§ DOCUMENT PASSAGE:
Unilever is suing Mercury, which is now part of Merrill Lynch Investment Managers, for £130m after it seriously underperformed against benchmark targets between January 1997 and March 1998.

One of Unilever's main causes of complaint is that Mr Lennard took radical positions in stocks, such as holding 42 per cent of the portfolio in the industrial sector and investing in fewer stocks overall than his predecessor Carol Galley.

Unilever's counsel Jonathan Sumption QC said this tendency led to "stratospheric" risk levels which were out of line with Mercury's mandate to manage the assets in accordance with their status as a mature fund.

Mr Lennard told the High Court that the contract drawn up between the two companies at the end of 1996 allowed him to invest in as few as 12 stocks, with a stake of up to 5 per cent of his portfolio in one company.

Mr Lennard, who was giving his second day of evidence in the case, also pointed out that a draft of the contract produced in October 1996 even suggested raising the agreed level of holding in any one stock.

§ REQUIRED TASK:
Do these statements agree with the passage on Unilever's case against Mercury? (a) Unilever is seeking £130m from Mercury. (b) Mr Lennard invested in more stocks overall than Carol Galley. (c) The contract let Mr Lennard hold up to 10 per cent of his portfolio in one company. Answer yes or no for each, quoting the deciding words. The listing comes from a different source than the passage on Unilever's case against Mercury.

§ RECORDS:
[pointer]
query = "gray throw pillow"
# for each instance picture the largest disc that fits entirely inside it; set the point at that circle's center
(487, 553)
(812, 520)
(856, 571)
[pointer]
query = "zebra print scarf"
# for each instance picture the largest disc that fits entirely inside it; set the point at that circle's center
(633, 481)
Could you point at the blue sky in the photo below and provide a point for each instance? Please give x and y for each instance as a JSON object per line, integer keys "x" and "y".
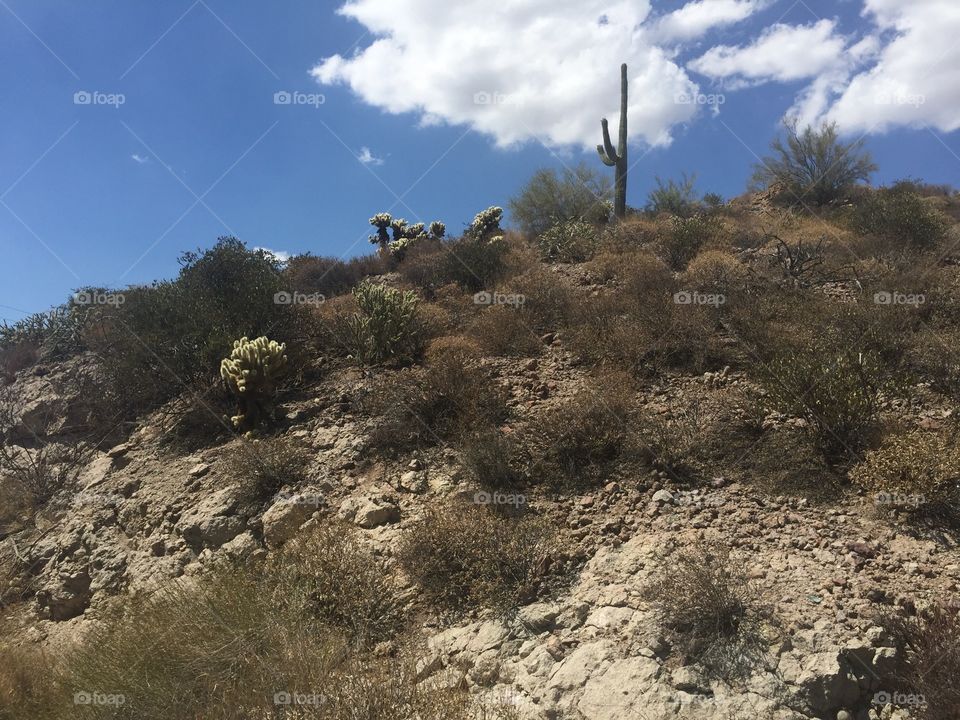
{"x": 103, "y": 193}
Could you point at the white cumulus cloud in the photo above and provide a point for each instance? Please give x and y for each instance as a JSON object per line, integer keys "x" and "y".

§ OUTPUT:
(a) Yes: "for £130m"
(b) No: "investing in fewer stocks overall than his predecessor Carol Galley"
(c) No: "with a stake of up to 5 per cent of his portfolio in one company"